Reproduce, exactly and in full, only the lines below from the one containing "Query: weathered hand" through the one containing "<point>149,759</point>".

→ **Entries shown**
=-=-=

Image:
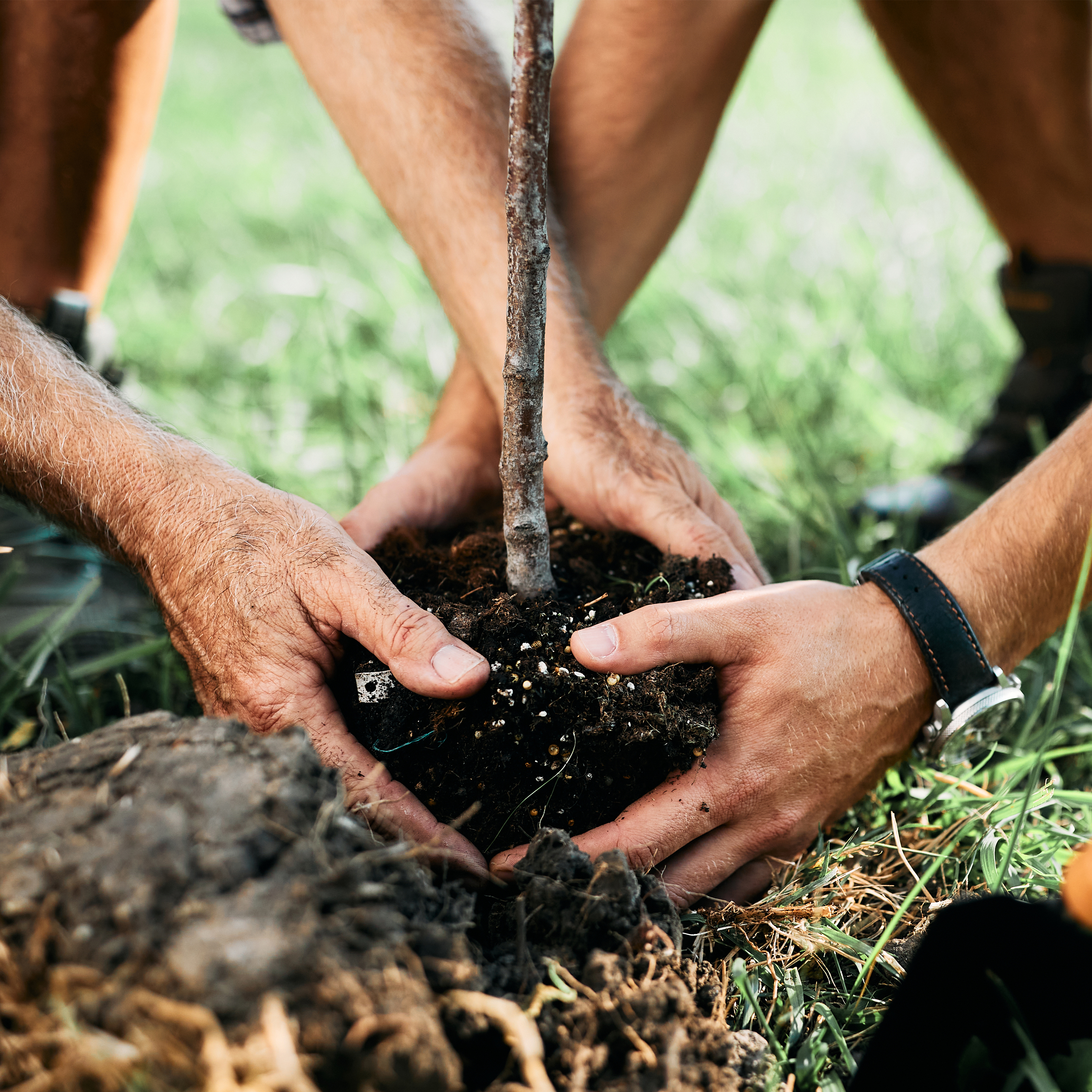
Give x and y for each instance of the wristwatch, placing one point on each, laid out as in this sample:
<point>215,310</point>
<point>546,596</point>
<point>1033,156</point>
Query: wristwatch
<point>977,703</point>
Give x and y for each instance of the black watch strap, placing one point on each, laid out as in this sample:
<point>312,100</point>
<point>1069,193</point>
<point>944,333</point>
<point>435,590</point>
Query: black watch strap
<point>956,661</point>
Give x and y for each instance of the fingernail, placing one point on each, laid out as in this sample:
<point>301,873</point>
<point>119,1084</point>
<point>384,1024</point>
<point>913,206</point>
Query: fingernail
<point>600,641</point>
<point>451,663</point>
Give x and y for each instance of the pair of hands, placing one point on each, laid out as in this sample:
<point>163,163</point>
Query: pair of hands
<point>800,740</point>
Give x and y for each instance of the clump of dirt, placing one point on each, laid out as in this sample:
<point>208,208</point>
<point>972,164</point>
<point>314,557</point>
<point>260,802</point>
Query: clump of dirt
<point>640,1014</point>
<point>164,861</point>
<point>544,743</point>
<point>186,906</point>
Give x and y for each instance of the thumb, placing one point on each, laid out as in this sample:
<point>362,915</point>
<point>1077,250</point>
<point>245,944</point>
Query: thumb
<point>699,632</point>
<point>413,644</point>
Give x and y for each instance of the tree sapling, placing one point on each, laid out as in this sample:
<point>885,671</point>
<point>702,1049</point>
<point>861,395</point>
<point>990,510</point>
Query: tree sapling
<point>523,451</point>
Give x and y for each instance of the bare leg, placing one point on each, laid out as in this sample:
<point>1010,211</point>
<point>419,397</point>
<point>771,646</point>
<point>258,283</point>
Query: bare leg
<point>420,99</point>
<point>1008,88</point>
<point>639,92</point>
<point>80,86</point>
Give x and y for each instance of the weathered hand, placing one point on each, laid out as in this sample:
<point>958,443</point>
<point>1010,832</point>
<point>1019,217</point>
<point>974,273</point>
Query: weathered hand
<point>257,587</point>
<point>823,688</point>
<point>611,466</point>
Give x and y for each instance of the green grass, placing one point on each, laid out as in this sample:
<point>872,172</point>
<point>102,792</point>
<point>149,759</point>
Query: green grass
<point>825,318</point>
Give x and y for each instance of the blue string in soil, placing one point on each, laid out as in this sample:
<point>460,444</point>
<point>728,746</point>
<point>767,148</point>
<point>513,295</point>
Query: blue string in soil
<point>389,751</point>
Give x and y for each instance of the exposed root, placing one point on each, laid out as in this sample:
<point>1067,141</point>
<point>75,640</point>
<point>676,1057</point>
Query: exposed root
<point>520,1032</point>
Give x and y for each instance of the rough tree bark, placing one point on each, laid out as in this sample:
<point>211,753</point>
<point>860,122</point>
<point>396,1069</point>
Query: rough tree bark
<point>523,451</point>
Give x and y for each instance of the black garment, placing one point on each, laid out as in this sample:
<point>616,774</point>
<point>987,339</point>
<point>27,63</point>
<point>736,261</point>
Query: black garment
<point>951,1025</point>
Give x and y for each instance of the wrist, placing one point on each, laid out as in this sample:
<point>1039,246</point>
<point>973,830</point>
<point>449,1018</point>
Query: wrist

=-=-=

→ **Expected answer**
Query: weathered hand
<point>257,587</point>
<point>823,688</point>
<point>611,466</point>
Give x and y for each instance of the green grass, placing one point on each, laid out as in this sample:
<point>872,172</point>
<point>102,792</point>
<point>149,759</point>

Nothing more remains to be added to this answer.